LESETEXT:
_ _ _ _

Hildegards Werke
Als Angehörige des Benediktinerordens war es ihr ein Bedürfnis, sich um Kranke zu kümmern. Ihre Begabungen und die Ausbildung im Kloster befähigten sie, ihr diesbezügliches Wissen zu formulieren und in Zusammenarbeit mit Schreibern und Illustratoren für die Nachwelt aufzuzeichnen. Ihre großartigen Leistungen allerdings wurden erst im 20. Jahrhundert entsprechend gewürdigt.
- Mit 43 Jahren beginnt Hildegard von Bingen mit ihrem dreiteiligen Werk „Scivias“ („Wisse die Wege“) den seelisch–geistigen Hintergrund, der durch all ihre Werke durchscheint, zu formulieren und mit Hilfe eines Schreibermönches zu Pergament zu bringen.
- Mit 50 Jahren beginnt sie ihr Werk „Liber vitae meritorum“ („Mensch in der Verantwortung“)
- mit 53 ihre „Physica“ („Naturkunde“)
- anschließend „Causae et curae“ („Heilwissen“).
- Inzwischen 65 Jahre alt geworden, beginnt sie „Liber divinorum operum“, das Buch über „Welt und Mensch“.
- Während ihrer Zeit des Bücherschreibens gründet Hildegard zwei Klöster.
- Sie macht sich viermal auf den Weg zu langen Predigtreisen, die sonst den Mönchen vorbehalten waren.
- Ihre schöpferische Kraft inspirierte sie zu 77 Liedern
- zu Singspielen
- und zu einem Mysterienspiel über ihr Hauptwerk „Scivias“.

_ _ _ _

AUSZÜGE AUS DATENSÄTZEN:
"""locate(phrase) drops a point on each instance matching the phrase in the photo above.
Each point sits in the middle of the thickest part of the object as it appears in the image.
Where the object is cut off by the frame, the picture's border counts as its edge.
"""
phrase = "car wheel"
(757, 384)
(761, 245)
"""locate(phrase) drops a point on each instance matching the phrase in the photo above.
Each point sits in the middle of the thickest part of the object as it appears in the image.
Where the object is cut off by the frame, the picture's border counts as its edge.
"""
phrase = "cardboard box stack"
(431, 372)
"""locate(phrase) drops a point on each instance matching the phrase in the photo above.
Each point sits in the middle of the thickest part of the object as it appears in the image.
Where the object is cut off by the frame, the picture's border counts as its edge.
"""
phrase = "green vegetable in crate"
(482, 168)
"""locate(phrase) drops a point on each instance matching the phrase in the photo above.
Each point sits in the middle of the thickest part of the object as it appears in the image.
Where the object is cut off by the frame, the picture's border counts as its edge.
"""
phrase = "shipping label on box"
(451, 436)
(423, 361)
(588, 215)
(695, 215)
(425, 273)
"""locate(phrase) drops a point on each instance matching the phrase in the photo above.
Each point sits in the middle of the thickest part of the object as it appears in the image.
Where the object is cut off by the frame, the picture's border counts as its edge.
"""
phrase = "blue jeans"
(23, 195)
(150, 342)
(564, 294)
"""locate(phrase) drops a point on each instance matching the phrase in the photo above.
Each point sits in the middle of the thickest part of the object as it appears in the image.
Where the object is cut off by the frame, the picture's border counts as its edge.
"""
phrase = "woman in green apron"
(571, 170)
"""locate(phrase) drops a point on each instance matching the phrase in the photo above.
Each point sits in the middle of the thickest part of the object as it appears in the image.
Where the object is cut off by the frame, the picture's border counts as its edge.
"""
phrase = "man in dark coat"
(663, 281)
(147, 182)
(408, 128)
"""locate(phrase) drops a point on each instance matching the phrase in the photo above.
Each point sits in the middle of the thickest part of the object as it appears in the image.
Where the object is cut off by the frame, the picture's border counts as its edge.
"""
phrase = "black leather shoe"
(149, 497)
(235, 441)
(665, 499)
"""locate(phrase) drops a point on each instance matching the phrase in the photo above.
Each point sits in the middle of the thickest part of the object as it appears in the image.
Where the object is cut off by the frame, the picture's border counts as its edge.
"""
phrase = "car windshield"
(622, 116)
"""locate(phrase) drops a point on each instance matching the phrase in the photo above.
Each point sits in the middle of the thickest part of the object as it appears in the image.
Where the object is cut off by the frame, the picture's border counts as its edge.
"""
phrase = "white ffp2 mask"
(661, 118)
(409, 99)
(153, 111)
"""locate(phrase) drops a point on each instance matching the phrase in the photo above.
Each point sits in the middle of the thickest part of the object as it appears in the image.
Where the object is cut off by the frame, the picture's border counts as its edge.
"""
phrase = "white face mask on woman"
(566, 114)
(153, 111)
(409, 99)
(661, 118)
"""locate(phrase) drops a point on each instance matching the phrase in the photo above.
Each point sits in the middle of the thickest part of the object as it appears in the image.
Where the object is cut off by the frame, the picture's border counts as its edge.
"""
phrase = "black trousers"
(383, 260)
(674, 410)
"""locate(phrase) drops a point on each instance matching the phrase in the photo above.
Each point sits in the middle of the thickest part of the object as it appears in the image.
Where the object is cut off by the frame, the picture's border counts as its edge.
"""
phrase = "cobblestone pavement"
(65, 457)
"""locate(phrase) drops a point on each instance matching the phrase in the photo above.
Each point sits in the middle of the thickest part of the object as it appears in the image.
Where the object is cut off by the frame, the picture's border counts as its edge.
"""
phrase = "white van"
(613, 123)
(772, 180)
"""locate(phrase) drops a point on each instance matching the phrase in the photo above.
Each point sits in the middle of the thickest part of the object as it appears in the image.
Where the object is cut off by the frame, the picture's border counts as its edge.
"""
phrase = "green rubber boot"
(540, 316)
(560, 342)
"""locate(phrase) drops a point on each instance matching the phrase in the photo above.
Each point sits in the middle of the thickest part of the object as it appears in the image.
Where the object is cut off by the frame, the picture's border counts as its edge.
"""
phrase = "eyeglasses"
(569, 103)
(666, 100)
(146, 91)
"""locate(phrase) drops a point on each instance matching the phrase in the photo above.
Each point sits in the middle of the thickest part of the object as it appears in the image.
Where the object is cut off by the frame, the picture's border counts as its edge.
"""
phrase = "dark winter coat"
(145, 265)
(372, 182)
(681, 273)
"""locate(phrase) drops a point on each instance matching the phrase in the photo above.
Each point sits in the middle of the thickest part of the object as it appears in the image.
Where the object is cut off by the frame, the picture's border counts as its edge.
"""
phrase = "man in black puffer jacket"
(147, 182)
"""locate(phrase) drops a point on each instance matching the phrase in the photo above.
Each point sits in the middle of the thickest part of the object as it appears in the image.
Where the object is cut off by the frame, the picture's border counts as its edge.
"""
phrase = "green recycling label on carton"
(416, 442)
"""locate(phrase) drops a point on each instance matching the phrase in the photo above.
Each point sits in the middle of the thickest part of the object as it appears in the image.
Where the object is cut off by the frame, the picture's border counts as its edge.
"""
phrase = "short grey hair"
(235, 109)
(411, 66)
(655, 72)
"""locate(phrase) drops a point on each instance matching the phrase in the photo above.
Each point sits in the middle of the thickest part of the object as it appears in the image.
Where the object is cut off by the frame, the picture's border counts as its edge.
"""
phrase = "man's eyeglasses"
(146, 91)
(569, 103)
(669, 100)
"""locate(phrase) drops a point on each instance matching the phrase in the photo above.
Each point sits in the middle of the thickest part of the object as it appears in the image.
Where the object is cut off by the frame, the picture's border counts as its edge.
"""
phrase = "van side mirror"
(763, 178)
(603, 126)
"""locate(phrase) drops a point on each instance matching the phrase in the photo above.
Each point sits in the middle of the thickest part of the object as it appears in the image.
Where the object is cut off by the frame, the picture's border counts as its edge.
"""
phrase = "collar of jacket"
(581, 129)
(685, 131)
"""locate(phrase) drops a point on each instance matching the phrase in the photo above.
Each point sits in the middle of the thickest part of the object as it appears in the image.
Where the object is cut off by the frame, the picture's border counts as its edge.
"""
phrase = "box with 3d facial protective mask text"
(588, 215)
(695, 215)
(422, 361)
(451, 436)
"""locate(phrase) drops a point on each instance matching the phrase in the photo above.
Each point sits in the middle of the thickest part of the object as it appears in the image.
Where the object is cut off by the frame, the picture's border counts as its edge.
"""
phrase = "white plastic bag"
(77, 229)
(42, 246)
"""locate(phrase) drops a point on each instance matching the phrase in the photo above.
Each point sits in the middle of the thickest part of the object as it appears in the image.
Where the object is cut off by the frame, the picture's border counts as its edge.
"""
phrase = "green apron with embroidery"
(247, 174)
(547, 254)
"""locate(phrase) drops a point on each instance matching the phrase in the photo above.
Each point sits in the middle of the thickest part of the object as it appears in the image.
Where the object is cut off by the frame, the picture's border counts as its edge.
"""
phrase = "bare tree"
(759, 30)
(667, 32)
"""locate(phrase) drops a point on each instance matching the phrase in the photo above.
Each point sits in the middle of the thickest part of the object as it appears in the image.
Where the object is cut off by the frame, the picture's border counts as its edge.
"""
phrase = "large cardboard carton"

_ _ _ _

DEINE AUFGABEN:
#1 Gib den Lesetext von „- Mit 50 Jahren“ bis einschließlich „Mönchen vorbehalten waren.“ wortgetreu wieder.
#2 Beantworte anhand des Lesetexts diese Fragen:
(a) Mit wie vielen Jahren beginnt Hildegard von Bingen ihr Werk „Scivias“?
(b) Wie viele Klöster gründet sie während ihrer Zeit des Bücherschreibens?
(c) Zu wie vielen Liedern inspirierte sie ihre schöpferische Kraft?
Die Datensätze haben mit dem Lesetext nichts zu tun.

LÖSUNGEN:
#1
- Mit 50 Jahren beginnt sie ihr Werk „Liber vitae meritorum“ („Mensch in der Verantwortung“)
- mit 53 ihre „Physica“ („Naturkunde“)
- anschließend „Causae et curae“ („Heilwissen“).
- Inzwischen 65 Jahre alt geworden, beginnt sie „Liber divinorum operum“, das Buch über „Welt und Mensch“.
- Während ihrer Zeit des Bücherschreibens gründet Hildegard zwei Klöster.
- Sie macht sich viermal auf den Weg zu langen Predigtreisen, die sonst den Mönchen vorbehalten waren.

#2
(a) Mit 43 Jahren.
(b) Zwei Klöster.
(c) Zu 77 Liedern.